What is being asked. Your output is one number, the count of lines in the listing below that hold the word "balcony".

Data extract.
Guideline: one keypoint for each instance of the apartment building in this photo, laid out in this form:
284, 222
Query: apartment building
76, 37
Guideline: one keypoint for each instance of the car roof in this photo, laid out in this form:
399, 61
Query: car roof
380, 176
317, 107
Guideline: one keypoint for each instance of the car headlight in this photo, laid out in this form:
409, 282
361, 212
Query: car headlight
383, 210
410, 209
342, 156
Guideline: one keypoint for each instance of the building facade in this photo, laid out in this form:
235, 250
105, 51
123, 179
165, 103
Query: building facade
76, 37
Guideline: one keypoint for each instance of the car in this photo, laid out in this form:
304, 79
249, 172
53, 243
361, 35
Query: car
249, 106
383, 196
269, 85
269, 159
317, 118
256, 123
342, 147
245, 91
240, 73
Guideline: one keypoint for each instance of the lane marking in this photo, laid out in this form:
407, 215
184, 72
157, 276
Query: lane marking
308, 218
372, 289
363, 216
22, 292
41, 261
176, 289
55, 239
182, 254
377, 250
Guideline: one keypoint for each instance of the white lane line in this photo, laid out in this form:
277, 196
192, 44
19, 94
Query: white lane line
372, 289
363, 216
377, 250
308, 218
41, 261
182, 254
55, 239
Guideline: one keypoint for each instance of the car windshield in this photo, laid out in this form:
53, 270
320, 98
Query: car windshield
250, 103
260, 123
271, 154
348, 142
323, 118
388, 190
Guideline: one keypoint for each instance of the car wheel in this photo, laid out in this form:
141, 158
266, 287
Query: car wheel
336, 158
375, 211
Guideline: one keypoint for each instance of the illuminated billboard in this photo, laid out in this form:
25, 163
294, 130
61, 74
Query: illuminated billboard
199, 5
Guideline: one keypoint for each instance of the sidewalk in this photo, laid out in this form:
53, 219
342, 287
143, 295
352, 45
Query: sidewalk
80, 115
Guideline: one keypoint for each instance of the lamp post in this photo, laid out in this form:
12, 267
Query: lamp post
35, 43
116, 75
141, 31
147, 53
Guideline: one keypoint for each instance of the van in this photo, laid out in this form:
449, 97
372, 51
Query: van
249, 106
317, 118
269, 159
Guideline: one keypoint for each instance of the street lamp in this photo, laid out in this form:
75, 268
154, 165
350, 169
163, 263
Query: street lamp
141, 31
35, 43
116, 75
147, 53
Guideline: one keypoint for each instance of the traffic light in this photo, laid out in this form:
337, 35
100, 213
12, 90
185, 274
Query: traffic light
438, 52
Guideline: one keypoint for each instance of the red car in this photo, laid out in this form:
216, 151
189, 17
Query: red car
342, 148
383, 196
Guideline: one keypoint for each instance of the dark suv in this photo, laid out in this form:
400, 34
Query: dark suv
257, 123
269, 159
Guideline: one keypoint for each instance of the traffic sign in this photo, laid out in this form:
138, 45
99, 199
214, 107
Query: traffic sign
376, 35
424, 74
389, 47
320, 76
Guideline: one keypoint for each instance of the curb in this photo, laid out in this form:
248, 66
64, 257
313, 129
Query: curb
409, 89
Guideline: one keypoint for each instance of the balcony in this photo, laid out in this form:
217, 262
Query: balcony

Response. 2